EXERCISE DETAILS ->
Render the data below as a Markdown table with the columns Row and Text, giving each line its own row number and skipping blank lines. Leave the pictures out of the answer.
[Begin DATA ENTRIES]
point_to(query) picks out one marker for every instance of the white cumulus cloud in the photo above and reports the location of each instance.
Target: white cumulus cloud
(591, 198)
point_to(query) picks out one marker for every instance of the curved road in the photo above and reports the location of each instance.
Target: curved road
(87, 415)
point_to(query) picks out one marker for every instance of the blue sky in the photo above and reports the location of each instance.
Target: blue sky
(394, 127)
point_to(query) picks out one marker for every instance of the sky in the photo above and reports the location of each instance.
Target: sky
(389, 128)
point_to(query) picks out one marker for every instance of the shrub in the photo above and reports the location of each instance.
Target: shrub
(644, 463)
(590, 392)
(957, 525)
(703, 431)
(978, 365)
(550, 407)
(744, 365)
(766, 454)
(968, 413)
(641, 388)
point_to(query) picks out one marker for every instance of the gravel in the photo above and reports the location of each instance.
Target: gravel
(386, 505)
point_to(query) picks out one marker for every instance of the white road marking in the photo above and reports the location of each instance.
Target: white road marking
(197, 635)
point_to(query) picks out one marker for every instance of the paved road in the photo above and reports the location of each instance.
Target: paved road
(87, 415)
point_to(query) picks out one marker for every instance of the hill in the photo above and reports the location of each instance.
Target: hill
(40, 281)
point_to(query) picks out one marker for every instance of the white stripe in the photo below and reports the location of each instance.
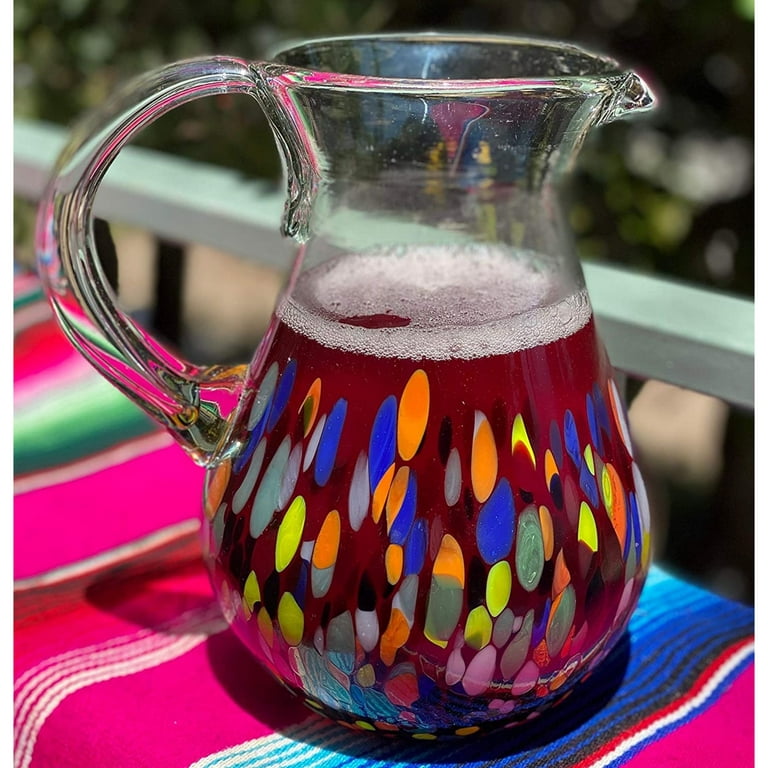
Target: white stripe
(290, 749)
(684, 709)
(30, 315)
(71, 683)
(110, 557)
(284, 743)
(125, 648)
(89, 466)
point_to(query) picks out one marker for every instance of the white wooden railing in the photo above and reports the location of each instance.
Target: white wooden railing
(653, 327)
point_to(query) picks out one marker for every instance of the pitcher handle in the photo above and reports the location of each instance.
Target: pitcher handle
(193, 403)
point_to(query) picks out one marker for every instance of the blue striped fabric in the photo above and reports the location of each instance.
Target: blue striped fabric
[End DATA ENTRIES]
WRITTEN ANSWER ->
| Row | Text |
|---|---|
| 1 | point_to(query) picks out one marker for every instance of the white cumulus cloud in the photo above and reports the location of each instance. |
| 2 | Target: white cumulus cloud |
| 3 | (591, 198) |
| 4 | point_to(query) picks out one marker for every instance of the curved road in the photo above and reports the location of each instance. |
| 5 | Target: curved road |
| 6 | (87, 415) |
| 7 | point_to(query) picks out one marker for every instance of the blue sky in the photo above and reports the location of each instance. |
| 8 | Target: blue sky |
| 9 | (394, 127) |
| 10 | point_to(query) picks out one marker for every instance of the sky in the photo above and reports the location of each instance. |
| 11 | Target: sky |
| 12 | (389, 128) |
| 13 | point_to(query) picks out one marker for every instance of the shrub in the photo above and reports the location of each instance. |
| 14 | Target: shrub |
| 15 | (644, 463) |
| 16 | (590, 392) |
| 17 | (957, 525) |
| 18 | (703, 431) |
| 19 | (978, 365) |
| 20 | (550, 407) |
| 21 | (744, 365) |
| 22 | (766, 454) |
| 23 | (968, 413) |
| 24 | (641, 388) |
| 25 | point_to(query) picks out one marker for every instance of the gravel in the photo above and reports the location of each instance. |
| 26 | Target: gravel |
| 27 | (386, 505) |
| 28 | point_to(query) picks out one marker for every instance of the white road marking in the photo above and reports the location of each instance. |
| 29 | Target: white road marking |
| 30 | (197, 635) |
| 31 | point_to(query) picks out one marker for every instance of the paved road in the photo above and reports the location of each instance. |
| 32 | Target: paved road |
| 33 | (87, 415) |
| 34 | point_to(query) picks out one marker for every instance of the hill in the photo above and reports the location of each instance. |
| 35 | Target: hill |
| 36 | (40, 281) |
| 37 | point_to(query) picks out one marker for every instance of the white stripe in the photo below and reports the location of each instance. |
| 38 | Target: white stripe |
| 39 | (290, 749) |
| 40 | (684, 709) |
| 41 | (30, 315) |
| 42 | (71, 683) |
| 43 | (110, 557) |
| 44 | (284, 743) |
| 45 | (125, 648) |
| 46 | (89, 466) |
| 47 | point_to(query) picks out one marker for every instance of the white wooden railing in the photo above and reports the location of each instance. |
| 48 | Target: white wooden railing |
| 49 | (653, 327) |
| 50 | point_to(query) picks out one marker for every instance of the pitcher handle in the photo above and reports the location of each instance. |
| 51 | Target: pitcher handle |
| 52 | (193, 403) |
| 53 | point_to(query) picks out one marker for every instance of the blue striped fabric in the photo above and reports the location of each instance. |
| 54 | Target: blue striped fabric |